- _Task details_:
Only the lines from the one with "Target: sky" to the end of the records are wanted, each repeated exactly, both ends included.

Dataset entries:
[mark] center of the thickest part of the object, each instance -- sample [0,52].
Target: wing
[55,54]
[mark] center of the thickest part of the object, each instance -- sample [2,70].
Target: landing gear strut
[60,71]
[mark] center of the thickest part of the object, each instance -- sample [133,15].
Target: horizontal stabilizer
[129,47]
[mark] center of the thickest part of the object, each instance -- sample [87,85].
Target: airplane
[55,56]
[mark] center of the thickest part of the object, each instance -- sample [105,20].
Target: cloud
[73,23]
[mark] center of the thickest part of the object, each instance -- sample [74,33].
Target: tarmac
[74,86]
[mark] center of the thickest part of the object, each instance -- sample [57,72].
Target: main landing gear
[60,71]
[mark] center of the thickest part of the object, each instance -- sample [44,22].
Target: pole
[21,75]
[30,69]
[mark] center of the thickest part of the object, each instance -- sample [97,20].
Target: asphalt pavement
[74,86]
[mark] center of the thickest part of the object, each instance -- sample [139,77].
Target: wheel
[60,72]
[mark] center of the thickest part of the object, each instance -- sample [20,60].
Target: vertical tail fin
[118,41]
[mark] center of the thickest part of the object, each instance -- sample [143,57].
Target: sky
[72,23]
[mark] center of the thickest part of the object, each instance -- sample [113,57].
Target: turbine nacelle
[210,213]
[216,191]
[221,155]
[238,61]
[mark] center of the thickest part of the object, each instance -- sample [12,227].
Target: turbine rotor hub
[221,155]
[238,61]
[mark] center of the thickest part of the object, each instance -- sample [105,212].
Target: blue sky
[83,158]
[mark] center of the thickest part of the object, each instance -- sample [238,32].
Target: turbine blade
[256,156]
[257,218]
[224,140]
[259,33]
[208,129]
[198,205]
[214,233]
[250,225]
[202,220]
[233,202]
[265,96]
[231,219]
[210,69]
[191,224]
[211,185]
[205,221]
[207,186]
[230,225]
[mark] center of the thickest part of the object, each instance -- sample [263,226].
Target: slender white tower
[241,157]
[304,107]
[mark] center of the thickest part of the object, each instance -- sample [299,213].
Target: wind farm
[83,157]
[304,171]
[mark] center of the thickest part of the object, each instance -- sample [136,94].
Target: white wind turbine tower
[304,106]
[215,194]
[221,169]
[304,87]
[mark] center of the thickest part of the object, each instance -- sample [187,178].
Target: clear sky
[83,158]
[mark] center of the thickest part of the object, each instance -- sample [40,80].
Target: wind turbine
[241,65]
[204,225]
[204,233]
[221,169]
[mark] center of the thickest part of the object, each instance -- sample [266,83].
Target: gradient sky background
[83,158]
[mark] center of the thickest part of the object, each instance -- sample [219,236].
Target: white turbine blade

- _Final answer_:
Target: sky
[72,23]
[mark] center of the thickest part of the object, each instance -- sample [113,57].
Target: turbine nacelle
[210,213]
[216,191]
[221,155]
[238,61]
[mark] center of the thickest part of the object, each instance -- sample [12,227].
Target: turbine rotor hub
[221,155]
[238,61]
[mark] center of the thickest part of the object, each instance -- sample [105,212].
Target: blue sky
[83,158]
[mark] center of the thickest part of the object, each instance -- sample [238,32].
Target: turbine blade
[256,156]
[257,218]
[224,140]
[259,33]
[208,129]
[198,205]
[214,233]
[250,225]
[202,220]
[233,202]
[265,96]
[231,219]
[210,69]
[191,224]
[211,185]
[205,221]
[207,186]
[230,225]
[mark] center of the thickest part of the object, each instance -- sample [263,226].
Target: slender white tower
[241,157]
[304,107]
[mark] center of the thickest part of the object, each instance -- sample [299,213].
Target: wind farm
[83,157]
[304,171]
[mark] center of the thickest part of the object, each instance -- sample [136,94].
Target: white wind turbine tower
[304,106]
[215,194]
[221,169]
[304,87]
[mark] center of the thickest part of the object, each instance -- sample [187,178].
Target: clear sky
[83,158]
[mark] center of the thickest part of the object, each instance -- sample [40,80].
Target: wind turbine
[241,65]
[204,225]
[204,233]
[221,169]
[mark] center of the thickest part of the object, each instance -- sample [266,83].
Target: gradient sky background
[83,158]
[mark] center of the thickest part of the object, each instance -- sample [219,236].
Target: white turbine blade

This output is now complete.